→ **EXERCISE OBJECTIVE**:
The records appear below. Set down exactly each line from the one that contains "Might I trouble you for the coordinates of the green school" through the last, both included.

#### SOURCE MATERIAL ####

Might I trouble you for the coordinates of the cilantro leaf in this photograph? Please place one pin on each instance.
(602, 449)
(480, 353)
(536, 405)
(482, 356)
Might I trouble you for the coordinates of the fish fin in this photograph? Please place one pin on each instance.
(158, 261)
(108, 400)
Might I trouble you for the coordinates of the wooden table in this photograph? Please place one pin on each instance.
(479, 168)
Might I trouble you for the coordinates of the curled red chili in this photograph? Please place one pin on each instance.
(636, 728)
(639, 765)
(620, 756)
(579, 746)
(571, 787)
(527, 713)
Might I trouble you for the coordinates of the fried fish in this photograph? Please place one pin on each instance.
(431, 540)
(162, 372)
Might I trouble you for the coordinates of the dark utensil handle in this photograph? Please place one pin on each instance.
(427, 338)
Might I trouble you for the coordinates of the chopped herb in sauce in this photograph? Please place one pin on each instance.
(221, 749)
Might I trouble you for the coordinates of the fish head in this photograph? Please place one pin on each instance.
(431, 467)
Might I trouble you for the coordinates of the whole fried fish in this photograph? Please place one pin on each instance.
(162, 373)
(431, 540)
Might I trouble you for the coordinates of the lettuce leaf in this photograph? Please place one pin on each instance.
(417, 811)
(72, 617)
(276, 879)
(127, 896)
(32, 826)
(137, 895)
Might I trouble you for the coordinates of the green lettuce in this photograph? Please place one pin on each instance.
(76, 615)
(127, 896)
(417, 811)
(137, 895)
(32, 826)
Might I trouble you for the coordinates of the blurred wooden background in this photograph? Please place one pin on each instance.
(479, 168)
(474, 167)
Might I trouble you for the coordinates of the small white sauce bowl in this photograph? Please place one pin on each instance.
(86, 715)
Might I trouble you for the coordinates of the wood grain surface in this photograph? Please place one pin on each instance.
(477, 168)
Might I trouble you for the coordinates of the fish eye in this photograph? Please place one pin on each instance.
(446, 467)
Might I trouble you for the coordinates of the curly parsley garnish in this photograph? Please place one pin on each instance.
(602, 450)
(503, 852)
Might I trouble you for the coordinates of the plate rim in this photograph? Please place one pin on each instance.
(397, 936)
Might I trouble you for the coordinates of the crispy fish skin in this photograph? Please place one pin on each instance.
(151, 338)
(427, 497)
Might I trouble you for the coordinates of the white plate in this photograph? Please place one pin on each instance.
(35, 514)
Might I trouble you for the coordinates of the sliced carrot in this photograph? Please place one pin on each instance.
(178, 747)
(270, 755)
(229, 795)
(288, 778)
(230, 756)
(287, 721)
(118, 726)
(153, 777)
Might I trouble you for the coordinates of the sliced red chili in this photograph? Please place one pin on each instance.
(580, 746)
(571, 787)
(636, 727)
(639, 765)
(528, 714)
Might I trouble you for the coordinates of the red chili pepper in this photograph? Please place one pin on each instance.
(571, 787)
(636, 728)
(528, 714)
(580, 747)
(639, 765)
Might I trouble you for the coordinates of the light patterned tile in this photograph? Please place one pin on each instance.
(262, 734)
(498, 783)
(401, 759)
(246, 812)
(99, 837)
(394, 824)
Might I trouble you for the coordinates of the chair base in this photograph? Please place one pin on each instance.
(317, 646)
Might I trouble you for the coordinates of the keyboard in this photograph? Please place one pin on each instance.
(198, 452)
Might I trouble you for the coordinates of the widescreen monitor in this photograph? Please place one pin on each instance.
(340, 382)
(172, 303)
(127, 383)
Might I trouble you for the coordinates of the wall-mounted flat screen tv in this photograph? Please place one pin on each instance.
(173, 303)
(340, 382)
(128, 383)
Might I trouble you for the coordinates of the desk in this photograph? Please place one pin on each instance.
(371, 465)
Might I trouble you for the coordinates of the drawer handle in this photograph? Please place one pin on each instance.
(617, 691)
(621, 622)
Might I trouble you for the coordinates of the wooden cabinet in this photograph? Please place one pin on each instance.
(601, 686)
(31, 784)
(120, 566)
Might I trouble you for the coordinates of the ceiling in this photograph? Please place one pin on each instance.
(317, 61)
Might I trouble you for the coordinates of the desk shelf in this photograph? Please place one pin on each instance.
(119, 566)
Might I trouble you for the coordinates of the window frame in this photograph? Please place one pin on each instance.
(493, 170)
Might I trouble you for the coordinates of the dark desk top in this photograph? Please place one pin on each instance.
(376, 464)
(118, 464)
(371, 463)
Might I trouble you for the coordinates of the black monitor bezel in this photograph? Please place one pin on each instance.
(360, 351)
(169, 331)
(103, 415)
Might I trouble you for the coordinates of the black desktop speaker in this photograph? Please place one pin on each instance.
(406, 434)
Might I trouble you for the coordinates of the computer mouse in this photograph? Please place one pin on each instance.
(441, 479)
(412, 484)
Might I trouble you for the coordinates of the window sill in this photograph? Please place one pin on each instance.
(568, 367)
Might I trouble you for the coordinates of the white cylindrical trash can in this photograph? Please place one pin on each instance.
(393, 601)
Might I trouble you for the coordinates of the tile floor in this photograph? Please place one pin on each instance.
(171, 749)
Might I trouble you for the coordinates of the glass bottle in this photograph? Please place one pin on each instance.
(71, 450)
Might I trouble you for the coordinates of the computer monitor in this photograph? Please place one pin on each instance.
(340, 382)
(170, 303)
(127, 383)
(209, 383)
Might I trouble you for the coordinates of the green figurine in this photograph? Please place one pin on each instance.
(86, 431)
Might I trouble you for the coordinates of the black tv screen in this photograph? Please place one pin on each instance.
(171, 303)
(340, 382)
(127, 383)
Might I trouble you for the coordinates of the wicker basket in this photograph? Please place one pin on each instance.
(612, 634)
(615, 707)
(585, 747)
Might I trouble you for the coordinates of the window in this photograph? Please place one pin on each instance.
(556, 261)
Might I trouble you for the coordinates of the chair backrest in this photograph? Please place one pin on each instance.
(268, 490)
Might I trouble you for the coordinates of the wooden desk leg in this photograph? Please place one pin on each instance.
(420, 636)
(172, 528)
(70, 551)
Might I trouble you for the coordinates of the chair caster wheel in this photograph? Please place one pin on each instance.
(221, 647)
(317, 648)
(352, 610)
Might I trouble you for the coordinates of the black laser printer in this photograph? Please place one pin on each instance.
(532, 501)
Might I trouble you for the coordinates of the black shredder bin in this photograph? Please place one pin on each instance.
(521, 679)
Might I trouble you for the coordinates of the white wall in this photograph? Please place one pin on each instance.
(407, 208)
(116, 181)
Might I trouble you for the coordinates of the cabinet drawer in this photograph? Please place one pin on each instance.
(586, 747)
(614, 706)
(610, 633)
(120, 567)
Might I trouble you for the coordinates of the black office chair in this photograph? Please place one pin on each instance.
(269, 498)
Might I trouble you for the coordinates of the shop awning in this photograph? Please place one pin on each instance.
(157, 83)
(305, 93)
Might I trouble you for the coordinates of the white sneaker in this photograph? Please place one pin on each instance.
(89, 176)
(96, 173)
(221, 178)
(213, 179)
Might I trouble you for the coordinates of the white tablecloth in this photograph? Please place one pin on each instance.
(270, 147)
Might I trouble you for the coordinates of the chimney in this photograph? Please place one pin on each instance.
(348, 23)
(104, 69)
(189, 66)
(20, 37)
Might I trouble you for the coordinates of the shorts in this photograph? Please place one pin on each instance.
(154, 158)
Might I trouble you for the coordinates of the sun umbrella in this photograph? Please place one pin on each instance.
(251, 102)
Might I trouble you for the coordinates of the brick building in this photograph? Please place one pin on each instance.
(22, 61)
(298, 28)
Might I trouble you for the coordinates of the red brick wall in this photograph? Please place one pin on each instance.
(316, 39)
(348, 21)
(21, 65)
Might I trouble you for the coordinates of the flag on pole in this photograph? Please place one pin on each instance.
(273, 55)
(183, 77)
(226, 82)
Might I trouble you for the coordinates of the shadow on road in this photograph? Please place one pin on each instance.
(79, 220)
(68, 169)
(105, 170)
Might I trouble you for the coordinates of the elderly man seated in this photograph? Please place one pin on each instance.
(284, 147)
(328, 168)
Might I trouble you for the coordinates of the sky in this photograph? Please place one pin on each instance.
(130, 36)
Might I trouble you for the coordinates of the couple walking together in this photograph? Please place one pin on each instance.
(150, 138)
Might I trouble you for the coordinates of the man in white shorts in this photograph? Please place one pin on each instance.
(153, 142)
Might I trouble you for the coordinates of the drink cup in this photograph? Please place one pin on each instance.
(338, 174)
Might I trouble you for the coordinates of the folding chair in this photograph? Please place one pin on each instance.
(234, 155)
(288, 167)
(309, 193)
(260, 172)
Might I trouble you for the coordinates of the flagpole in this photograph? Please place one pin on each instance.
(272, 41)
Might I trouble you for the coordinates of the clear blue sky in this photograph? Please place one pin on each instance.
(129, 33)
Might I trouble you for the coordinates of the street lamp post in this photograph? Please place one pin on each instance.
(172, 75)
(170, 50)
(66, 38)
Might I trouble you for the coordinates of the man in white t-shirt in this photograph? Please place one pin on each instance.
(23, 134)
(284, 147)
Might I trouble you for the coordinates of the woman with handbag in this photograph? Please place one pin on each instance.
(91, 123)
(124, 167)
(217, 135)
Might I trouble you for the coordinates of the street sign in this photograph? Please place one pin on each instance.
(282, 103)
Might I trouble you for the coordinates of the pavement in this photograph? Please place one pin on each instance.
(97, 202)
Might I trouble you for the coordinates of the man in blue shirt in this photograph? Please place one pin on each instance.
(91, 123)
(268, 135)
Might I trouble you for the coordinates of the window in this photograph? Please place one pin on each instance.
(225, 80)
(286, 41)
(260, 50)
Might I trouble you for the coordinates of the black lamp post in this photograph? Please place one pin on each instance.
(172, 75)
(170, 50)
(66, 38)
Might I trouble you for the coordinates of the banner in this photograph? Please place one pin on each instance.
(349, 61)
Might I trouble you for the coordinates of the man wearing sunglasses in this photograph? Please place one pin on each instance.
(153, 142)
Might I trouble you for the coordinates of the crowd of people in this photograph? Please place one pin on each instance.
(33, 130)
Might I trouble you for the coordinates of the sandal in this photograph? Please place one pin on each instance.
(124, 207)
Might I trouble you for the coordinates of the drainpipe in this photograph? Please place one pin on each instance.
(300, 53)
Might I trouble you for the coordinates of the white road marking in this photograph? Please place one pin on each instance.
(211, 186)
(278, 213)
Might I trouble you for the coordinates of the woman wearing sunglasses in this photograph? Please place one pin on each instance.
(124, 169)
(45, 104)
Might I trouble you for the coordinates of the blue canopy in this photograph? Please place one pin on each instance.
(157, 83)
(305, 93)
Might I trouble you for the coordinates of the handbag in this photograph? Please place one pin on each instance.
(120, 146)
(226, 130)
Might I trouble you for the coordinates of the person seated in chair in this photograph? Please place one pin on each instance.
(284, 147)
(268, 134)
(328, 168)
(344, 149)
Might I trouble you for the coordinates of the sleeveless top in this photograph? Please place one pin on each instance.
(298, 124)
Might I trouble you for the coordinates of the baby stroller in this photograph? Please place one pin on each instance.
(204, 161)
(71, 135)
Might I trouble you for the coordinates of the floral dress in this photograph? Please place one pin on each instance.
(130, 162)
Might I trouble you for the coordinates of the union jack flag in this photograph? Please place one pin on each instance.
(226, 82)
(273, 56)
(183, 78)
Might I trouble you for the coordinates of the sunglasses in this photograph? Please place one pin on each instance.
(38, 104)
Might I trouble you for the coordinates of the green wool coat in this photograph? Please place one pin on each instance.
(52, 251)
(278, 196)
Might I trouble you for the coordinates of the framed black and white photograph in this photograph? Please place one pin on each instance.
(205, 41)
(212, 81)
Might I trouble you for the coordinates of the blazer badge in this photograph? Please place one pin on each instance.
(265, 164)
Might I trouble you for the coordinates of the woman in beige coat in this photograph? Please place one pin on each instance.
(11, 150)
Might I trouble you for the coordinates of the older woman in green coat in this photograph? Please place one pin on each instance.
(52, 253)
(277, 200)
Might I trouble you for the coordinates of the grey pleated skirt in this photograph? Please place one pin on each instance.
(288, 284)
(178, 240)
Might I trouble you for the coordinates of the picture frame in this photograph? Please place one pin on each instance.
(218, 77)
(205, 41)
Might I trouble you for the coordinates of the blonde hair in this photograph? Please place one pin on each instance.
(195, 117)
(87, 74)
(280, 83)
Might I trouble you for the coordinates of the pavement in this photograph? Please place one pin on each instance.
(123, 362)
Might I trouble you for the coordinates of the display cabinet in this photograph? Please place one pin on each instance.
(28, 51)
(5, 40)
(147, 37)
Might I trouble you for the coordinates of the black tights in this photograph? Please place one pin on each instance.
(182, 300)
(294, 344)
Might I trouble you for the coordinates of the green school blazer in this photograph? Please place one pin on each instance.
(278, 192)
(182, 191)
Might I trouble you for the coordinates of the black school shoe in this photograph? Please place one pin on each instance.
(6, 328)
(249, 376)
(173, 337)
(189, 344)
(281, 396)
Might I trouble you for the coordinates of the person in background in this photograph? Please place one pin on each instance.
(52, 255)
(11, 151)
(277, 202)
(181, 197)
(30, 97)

####

→ **PROBLEM SOLUTION**:
Might I trouble you for the coordinates of the green school blazer in this photograph? Please place one pin on each instance.
(278, 192)
(182, 191)
Might I trouble you for the coordinates of the black school shoe in this photograph? Please place one pin on each instance.
(6, 328)
(249, 376)
(173, 337)
(189, 344)
(281, 396)
Might I trouble you for the coordinates of the person in background in this photograph? Please place one pin on each instance.
(52, 255)
(11, 151)
(277, 202)
(181, 197)
(30, 97)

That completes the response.